++++ FRAGMENTO PARA LEER
Pienso en la Unión de los
Pueblos Europeos como concepto básico de la idea que sostendría la Europa que
aquellos imaginaron. Pero parece un europeísmo utópico en el que los valores
que se promueven se consumen y mueren en los tratados (en ocasiones fallidos,
como la Constitución Europea). Esa diversidad que refleja el lema de la Unión
se materializa merced a una tasa de natalidad positiva y al flujo migratorio,
propiciando que la población ya sobrepase, de acuerdo con fuentes oficiales,
los 500 millones de habitantes legales residentes en el conjunto de los Estados
miembros. Esta cifra, que aumenta cada año, crece en proporción al rechazo que
provoca la asimilación de dicha diversidad y que no es sino fruto de la
inevitable globalización.
Hoy en día, sin embargo,
se nos hace prácticamente imposible hablar de razas, pues el cruce de culturas
y el contacto entre originarios de distintas procedencias es cada vez mayor,
inevitable y no menos necesario. Contrasta directamente con esta realidad el
auge del extremismo nacionalista en Europa, cuyos grupúsculos no alcanzan a
entender —o no quieren entender o, tal vez, no les interese…— que se está
produciendo un cambio del modo de vida y de orden a nivel mundial que todavía y
muy a su pesar, no ha completado su ciclo y que sin duda, es mucho más grande
que cualquier amor incondicional a cualquier bandera y a cualquier pasado que
no es más que eso: Pasado que no habrá de volver.
++++++++
++++ CONTENIDO DE DATOS
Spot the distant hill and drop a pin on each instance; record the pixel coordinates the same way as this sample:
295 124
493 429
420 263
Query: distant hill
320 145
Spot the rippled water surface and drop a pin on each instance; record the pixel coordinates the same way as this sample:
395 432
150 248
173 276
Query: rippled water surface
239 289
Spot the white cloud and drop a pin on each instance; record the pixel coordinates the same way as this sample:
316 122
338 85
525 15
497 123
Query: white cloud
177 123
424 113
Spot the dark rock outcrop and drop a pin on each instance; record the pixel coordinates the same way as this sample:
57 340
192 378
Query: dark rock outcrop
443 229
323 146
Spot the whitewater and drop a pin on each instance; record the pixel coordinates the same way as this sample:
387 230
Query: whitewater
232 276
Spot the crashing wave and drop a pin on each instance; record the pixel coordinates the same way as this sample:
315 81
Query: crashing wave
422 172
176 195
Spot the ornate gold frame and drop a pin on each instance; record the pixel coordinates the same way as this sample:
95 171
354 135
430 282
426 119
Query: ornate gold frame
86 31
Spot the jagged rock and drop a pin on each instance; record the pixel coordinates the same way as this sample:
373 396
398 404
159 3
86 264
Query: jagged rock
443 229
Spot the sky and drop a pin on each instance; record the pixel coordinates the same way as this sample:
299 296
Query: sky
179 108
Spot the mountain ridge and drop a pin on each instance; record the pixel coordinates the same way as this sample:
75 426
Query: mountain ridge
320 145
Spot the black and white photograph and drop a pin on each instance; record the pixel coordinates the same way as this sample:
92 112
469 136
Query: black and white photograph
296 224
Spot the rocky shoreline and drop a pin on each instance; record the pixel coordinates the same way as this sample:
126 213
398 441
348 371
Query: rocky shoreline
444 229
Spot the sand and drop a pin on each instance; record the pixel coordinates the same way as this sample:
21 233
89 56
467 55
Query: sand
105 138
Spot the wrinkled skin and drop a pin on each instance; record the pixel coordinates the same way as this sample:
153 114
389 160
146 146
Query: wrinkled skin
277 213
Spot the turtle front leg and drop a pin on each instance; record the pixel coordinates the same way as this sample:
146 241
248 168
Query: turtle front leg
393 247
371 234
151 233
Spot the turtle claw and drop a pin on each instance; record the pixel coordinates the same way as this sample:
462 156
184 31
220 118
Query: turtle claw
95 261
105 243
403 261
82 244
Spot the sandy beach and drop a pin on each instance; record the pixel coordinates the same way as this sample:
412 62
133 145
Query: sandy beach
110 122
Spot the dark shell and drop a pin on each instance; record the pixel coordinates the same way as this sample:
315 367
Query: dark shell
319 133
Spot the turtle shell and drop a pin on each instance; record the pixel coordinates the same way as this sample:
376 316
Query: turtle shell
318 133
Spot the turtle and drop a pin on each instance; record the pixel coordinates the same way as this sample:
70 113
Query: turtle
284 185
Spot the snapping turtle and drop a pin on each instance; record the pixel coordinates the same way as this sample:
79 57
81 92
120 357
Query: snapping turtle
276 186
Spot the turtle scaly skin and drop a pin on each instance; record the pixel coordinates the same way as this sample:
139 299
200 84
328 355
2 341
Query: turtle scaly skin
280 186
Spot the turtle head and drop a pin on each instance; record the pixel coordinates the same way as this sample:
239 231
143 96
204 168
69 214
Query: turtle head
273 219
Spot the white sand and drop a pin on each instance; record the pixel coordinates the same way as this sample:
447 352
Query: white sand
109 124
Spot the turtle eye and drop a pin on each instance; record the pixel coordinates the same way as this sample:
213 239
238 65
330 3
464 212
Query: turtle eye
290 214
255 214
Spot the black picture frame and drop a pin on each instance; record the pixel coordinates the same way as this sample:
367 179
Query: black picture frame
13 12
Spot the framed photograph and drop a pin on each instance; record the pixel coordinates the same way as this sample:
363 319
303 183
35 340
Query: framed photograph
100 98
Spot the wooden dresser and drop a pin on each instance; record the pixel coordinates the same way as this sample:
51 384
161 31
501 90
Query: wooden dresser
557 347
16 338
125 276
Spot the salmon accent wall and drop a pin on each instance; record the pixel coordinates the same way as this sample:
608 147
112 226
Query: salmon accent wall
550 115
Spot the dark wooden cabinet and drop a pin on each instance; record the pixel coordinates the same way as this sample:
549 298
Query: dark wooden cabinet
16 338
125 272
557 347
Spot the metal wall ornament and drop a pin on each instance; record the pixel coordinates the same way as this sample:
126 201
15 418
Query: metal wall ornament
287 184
++++++++
* _TU TAREA_
Según el fragmento sobre la Unión Europea, ¿qué cifra de habitantes legales residentes en los Estados miembros ya sobrepasa la población?

* _RESPUESTA_
Los 500 millones, de acuerdo con fuentes oficiales.